**EXTRAIT DU DOCUMENT:**
On a là aussi une très belle métaphore du statut fictif de ces personnages, qui ne sont que des êtres de papiers, et qui disparaissent lorsqu’on jette la page au feu… En plus, on remarque un discret amalgame avec la légende du roi Arthur : seul l’élu peut retirer l’épée du bloc de pierre où elle est encastrée, tandis qu’ici seul l’élu peut parvenir à soulever le livre de pasaumes ! Encore une référence littéraire transparente mais complètement pervertie.Troisième et dernier cas, l’overdose provoquée par autrui : dans une scène spectaculaire, on voit Lya assassiner une personne en lui infusant un trop-plein de mots, ce qui donne un résultat visuel saisissant. Le corps est petit à petit envahi, violé par les mots, jusqu’à devenir noir et grouillant de signes rendus illisibles par leur nombre. C’est une belle image qui résume idéalement l’esprit de la série par rapport à ce sujet, celle-ci cultivant l’imbroglio sémantique avec un rare bonheur.

**DONNÉES FOURNIES:**
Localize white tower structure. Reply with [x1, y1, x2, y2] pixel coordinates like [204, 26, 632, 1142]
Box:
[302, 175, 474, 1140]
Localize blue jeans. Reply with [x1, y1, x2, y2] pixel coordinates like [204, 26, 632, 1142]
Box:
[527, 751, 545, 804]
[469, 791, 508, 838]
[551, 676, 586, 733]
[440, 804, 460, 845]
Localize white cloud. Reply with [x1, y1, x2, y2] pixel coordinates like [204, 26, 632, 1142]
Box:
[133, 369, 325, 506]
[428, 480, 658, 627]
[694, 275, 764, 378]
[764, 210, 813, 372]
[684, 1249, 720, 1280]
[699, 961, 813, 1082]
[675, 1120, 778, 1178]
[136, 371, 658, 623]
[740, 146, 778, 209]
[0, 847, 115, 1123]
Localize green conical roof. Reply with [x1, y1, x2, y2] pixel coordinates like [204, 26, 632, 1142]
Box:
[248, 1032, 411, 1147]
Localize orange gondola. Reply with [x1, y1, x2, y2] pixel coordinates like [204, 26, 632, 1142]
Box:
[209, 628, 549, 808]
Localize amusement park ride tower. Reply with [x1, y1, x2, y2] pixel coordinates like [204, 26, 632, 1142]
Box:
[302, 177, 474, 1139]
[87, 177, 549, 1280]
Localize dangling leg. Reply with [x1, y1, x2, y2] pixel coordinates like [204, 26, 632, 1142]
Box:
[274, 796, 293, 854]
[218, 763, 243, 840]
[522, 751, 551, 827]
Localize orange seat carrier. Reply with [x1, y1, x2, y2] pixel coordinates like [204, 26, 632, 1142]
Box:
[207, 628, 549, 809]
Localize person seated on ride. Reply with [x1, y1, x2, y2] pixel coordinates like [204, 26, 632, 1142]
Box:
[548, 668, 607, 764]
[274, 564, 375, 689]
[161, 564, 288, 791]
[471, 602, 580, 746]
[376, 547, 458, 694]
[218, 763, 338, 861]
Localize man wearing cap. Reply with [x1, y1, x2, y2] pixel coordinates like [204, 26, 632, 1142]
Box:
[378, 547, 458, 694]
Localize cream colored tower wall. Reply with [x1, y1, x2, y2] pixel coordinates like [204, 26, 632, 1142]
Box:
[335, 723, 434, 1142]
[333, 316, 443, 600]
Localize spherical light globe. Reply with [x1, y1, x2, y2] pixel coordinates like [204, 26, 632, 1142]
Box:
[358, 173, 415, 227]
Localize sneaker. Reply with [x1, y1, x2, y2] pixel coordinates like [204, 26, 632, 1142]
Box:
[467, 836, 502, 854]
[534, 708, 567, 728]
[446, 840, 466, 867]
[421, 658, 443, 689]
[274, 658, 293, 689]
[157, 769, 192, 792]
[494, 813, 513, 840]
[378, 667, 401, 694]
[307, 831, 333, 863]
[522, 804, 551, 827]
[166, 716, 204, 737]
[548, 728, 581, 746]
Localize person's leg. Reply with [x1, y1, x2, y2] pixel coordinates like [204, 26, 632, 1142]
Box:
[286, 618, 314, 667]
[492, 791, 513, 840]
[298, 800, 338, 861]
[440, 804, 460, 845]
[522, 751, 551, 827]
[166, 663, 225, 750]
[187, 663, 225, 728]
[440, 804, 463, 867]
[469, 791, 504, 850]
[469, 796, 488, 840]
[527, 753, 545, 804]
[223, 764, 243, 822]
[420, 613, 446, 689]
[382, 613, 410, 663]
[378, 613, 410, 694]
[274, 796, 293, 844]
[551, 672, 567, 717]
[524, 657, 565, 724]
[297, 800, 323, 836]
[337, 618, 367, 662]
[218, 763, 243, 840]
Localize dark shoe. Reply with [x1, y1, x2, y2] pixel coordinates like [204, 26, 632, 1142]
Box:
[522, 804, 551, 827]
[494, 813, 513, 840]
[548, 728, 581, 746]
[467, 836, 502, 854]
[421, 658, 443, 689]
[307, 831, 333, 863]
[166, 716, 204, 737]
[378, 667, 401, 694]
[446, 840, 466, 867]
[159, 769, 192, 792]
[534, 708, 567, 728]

**CONSIGNE:**
Extrayez mot pour mot, du début à la fin, le passage sur la série et ses personnages faits de mots. Les lignes fournies ne sont pas nécessaires ici.

**RÉPONSE ATTENDUE:**
On a là aussi une très belle métaphore du statut fictif de ces personnages, qui ne sont que des êtres de papiers, et qui disparaissent lorsqu’on jette la page au feu… En plus, on remarque un discret amalgame avec la légende du roi Arthur : seul l’élu peut retirer l’épée du bloc de pierre où elle est encastrée, tandis qu’ici seul l’élu peut parvenir à soulever le livre de pasaumes ! Encore une référence littéraire transparente mais complètement pervertie.Troisième et dernier cas, l’overdose provoquée par autrui : dans une scène spectaculaire, on voit Lya assassiner une personne en lui infusant un trop-plein de mots, ce qui donne un résultat visuel saisissant. Le corps est petit à petit envahi, violé par les mots, jusqu’à devenir noir et grouillant de signes rendus illisibles par leur nombre. C’est une belle image qui résume idéalement l’esprit de la série par rapport à ce sujet, celle-ci cultivant l’imbroglio sémantique avec un rare bonheur.